■ **Selected excerpt**

******

Syme v. Trice, 96 N.C. 243 (1887)

Feb. 1887 · Supreme Court of North Carolina
96 N.C. 243

ANDREW SYME, Adm’r, v. ZILPHIA TRICE et als.

Irregular Judgment — Motion in the Cause — Judicial Sale.

1. It is well settled, that a motion in the cause, and not a new action, is the proper remedy to set aside an irregular judgment, whether the irregularity appears on the face of the record or not, even although the action is at an end. It is otherwise when it is sought to attack a judgment for fraud, which must be done by a new action, if the action in which the judgment sought to be attacked is at an end.

2. Where an adult was served with process in a cause, but filed no answer, and made no objection to any of the orders and decrees until three and a half years after they were passed, and then showed no injury to have resulted to her from the decrees; It ivas held, that they would not be set aside at her instance.

8. A judgment against an infant who has been served with process is not void, but at most is only irregular and voidable.

4. The Court will not set aside an irregular judgment against an infant as of course, and it will not do so, when it appears from the record or otherwise, that the infant suffered no substantial wrong, and the rights of third parties, without notice, have intervened.

(Keaton v. Banks, 10 Ired., 381; Vass v. Building Ass’n, 91 N. C., 55; Williamson v. Hartman, 92 N. C., 236; Fowler v. Poor, 93 N. C., 466; England v. Garner, 90 N. C., 197; Turner v. Douglas, 72 N. C., 127; Morriss v. Gentry, 89 N. C., 248; Hare v. Holloman, 94 N. C., 14; cited and approved).

MotioN in the cause to set aside a judgment, heard before Graves, Judge, on appeal from the clerk, at February Term, 1885, of Wake Superior Court.

The plaintiff is the administrator of George W. Trice, who died intestate in the county of Wake before 1879. As such administrator, he brought a Special Proceeding in the Superior Court of that county, to obtain a license to sell land of his intestate to make assets to pay debts, &c.; and made Zilphia Trice, the sole heir at law of his intestate, party defendant thereto. She, having filed her answer in that proceeding, died, and thereupon the clerk made an order *244directing that her heirs at law, Martha Williams, (now Martha Burgess,) Joseph J. Williams, and others, some of them infants under the age of twenty-one years, parties defendant, and to that end a summons was issued on the 27th day of August, 1880.

******

■ **Stored records**
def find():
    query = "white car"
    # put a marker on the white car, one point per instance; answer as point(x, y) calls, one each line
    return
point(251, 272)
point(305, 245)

******

■ **What is expected**
Please answer these questions about the Syme v. Trice case report:
(a) Which court decided the case, and in what month and year?
(b) Before which judge was the motion heard on appeal from the clerk?
(c) In which county did George W. Trice die?

■ **The output**
(a) The Supreme Court of North Carolina, in February 1887.
(b) Judge Graves.
(c) Wake County.